▸ **EXERCISE OBJECTIVE**
Of the lines below, copy those that hold the word "haze".
*** Block opens ***
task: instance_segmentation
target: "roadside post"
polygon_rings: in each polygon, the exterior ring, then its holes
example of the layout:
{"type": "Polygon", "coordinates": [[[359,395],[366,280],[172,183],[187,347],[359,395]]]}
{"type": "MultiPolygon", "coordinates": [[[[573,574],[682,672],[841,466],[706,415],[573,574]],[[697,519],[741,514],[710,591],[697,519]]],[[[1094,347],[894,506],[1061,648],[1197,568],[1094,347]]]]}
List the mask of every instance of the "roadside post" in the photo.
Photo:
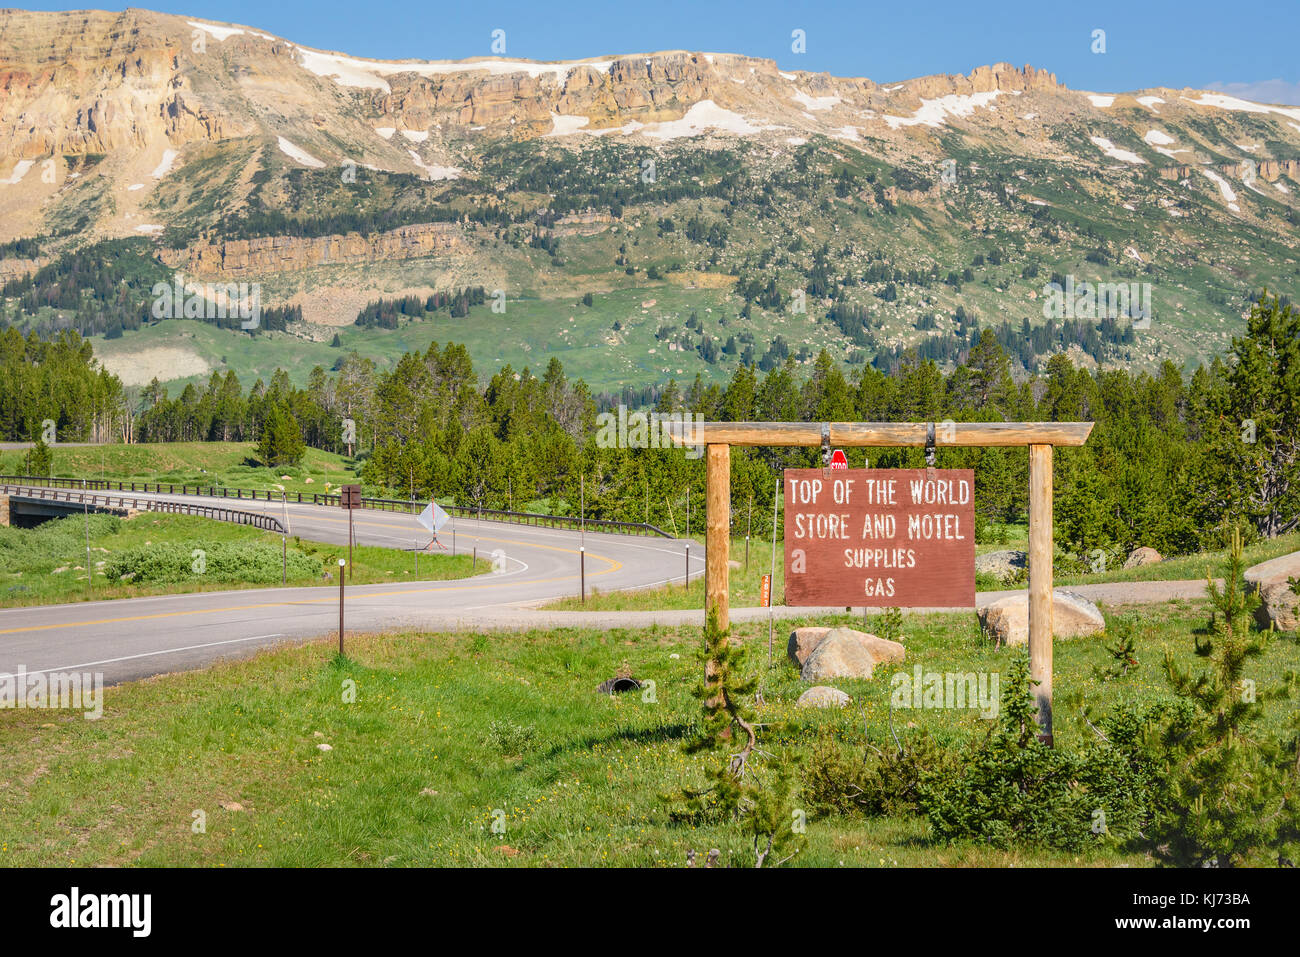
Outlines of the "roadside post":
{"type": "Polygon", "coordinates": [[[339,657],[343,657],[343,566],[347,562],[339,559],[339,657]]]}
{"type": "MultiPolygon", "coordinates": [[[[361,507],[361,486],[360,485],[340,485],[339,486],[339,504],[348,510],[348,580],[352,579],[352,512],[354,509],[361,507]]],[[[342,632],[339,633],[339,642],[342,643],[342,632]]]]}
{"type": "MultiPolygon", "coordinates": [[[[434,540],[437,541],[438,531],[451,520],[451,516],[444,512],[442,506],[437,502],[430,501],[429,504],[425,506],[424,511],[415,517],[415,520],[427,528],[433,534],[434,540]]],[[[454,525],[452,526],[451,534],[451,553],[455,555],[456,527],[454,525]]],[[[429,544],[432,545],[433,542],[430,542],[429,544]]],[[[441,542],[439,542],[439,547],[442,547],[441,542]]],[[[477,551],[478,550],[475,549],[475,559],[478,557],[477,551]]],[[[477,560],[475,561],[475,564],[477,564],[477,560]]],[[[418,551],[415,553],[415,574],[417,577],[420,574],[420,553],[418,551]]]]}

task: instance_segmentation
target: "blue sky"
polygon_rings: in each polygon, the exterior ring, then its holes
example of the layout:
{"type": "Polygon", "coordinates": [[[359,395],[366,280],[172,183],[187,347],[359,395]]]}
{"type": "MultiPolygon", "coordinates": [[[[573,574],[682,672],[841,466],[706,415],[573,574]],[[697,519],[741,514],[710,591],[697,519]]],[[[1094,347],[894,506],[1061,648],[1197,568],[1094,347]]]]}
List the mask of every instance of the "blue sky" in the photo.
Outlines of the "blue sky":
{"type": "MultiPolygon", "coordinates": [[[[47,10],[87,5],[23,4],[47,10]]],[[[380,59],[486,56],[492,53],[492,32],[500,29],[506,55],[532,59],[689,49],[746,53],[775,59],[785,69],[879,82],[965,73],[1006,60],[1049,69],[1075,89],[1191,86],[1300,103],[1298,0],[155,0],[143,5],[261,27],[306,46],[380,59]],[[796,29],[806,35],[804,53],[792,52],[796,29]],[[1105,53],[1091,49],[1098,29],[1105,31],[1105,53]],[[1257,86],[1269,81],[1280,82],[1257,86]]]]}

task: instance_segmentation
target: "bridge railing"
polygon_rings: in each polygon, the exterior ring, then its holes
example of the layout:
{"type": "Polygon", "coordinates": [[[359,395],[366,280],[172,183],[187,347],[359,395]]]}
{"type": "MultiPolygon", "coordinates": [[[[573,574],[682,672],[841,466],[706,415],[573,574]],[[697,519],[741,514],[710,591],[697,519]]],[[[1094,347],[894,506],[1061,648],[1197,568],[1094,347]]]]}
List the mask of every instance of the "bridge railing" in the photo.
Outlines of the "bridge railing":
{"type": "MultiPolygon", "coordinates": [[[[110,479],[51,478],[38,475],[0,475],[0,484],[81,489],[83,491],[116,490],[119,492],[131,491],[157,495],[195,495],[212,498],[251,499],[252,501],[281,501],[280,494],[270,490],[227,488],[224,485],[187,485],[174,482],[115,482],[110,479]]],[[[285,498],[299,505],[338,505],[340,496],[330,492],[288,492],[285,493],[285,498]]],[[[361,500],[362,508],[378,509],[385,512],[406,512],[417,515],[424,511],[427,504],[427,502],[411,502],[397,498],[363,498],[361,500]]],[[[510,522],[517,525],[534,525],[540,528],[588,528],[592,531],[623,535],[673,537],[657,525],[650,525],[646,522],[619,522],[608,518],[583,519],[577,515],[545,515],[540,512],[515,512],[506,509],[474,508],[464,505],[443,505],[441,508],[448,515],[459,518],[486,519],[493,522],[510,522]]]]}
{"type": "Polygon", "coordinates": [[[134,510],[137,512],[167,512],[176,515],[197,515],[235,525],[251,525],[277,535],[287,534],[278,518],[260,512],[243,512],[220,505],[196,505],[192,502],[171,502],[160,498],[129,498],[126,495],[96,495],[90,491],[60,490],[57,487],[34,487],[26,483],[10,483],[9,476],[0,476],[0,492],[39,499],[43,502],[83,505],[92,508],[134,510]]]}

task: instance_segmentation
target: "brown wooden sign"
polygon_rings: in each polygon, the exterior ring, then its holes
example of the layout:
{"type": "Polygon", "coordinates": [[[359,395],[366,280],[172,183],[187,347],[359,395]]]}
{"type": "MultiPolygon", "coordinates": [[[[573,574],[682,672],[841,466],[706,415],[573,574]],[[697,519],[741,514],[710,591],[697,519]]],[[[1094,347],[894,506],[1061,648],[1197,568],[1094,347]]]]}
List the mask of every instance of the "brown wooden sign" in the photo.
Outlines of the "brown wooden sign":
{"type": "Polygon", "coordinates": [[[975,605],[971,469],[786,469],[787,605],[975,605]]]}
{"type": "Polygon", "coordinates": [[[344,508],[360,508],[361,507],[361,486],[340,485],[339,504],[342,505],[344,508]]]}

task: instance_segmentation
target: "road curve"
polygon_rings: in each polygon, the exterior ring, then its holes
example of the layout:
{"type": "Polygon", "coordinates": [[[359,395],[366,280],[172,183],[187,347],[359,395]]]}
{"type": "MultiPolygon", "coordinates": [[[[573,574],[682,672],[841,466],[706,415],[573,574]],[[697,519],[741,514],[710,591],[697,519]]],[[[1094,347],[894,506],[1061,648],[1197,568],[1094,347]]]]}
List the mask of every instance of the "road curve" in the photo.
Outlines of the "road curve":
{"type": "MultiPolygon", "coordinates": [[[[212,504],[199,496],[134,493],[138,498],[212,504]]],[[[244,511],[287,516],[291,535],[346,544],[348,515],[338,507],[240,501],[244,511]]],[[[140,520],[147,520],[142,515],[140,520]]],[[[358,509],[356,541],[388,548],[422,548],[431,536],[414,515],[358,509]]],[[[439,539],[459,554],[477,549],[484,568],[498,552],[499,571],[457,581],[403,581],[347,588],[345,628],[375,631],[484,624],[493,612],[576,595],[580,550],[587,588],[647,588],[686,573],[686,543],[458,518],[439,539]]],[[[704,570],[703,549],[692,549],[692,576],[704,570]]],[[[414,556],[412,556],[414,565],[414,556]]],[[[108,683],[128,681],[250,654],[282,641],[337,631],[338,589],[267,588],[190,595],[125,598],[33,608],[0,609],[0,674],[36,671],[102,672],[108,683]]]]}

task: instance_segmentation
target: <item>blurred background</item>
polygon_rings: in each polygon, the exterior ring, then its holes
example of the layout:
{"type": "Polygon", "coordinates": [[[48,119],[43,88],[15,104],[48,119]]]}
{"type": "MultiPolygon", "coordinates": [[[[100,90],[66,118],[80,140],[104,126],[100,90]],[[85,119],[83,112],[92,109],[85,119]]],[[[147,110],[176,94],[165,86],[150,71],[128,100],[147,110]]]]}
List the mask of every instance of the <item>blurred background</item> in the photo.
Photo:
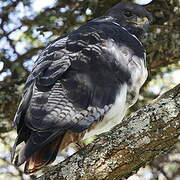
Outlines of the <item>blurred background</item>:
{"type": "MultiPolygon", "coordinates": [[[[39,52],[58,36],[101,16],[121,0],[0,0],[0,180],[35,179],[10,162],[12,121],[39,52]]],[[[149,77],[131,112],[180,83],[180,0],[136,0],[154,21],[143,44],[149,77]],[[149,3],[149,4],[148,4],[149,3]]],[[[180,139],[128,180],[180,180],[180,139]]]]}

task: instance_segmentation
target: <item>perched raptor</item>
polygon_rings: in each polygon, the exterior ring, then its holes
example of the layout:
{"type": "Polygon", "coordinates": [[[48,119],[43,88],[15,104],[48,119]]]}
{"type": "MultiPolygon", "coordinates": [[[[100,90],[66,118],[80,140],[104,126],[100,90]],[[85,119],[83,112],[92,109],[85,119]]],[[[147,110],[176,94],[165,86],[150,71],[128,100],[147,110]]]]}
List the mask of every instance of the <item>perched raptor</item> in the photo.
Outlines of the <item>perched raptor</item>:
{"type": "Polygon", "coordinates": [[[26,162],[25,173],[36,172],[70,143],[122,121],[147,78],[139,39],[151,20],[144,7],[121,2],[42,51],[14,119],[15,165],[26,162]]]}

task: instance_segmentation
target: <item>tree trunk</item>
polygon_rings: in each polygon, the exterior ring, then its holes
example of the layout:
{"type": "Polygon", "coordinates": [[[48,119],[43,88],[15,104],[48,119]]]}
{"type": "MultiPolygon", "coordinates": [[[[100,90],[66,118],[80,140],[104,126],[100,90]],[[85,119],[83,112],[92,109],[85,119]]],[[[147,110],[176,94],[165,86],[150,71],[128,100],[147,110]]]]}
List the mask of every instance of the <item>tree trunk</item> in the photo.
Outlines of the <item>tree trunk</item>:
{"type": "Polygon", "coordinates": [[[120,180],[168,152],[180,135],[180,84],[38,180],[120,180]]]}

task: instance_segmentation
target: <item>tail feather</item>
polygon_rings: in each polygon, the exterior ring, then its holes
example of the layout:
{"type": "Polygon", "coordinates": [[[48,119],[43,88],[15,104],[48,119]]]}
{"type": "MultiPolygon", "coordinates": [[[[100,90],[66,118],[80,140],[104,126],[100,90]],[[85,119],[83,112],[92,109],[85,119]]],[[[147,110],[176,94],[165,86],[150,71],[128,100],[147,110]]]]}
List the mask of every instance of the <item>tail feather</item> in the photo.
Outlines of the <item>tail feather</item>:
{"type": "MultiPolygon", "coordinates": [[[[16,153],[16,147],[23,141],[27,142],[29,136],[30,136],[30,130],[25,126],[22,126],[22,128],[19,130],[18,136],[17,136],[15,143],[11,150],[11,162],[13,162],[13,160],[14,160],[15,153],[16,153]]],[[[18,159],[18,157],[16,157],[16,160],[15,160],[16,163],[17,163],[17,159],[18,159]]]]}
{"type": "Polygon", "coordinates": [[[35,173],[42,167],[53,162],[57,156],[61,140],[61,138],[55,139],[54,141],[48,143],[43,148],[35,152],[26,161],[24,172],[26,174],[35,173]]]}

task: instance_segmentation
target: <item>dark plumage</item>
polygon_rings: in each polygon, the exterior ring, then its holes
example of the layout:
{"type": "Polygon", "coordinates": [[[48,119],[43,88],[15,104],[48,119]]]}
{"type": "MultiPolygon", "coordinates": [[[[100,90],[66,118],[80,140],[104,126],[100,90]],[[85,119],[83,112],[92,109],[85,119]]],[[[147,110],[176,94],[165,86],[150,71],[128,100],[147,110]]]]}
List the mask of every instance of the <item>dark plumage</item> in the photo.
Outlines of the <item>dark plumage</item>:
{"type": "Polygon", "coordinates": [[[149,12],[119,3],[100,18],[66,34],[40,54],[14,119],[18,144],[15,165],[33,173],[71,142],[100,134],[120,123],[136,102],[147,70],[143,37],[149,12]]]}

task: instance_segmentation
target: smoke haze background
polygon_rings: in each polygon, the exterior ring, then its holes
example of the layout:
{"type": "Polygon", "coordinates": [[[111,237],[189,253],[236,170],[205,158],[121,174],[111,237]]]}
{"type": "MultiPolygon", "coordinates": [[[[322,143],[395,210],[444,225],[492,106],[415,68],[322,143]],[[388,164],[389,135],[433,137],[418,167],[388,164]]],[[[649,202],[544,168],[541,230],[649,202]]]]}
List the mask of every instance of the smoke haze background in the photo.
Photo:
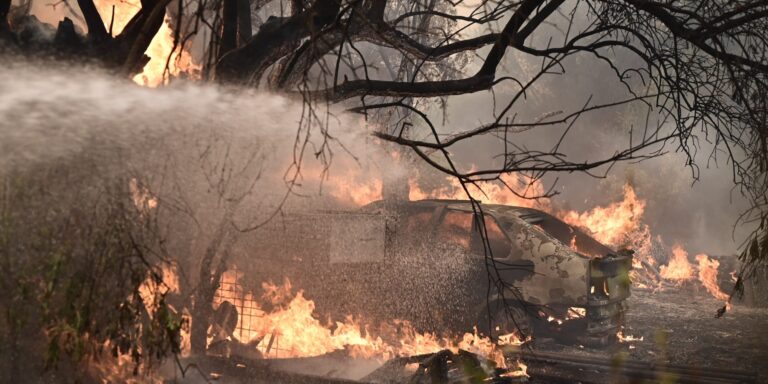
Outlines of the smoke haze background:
*** Block closes ***
▸ **ANSWER BOX**
target: smoke haze background
List the mask of every instance of the smoke haze background in the photo.
Outlines of the smoke haze background:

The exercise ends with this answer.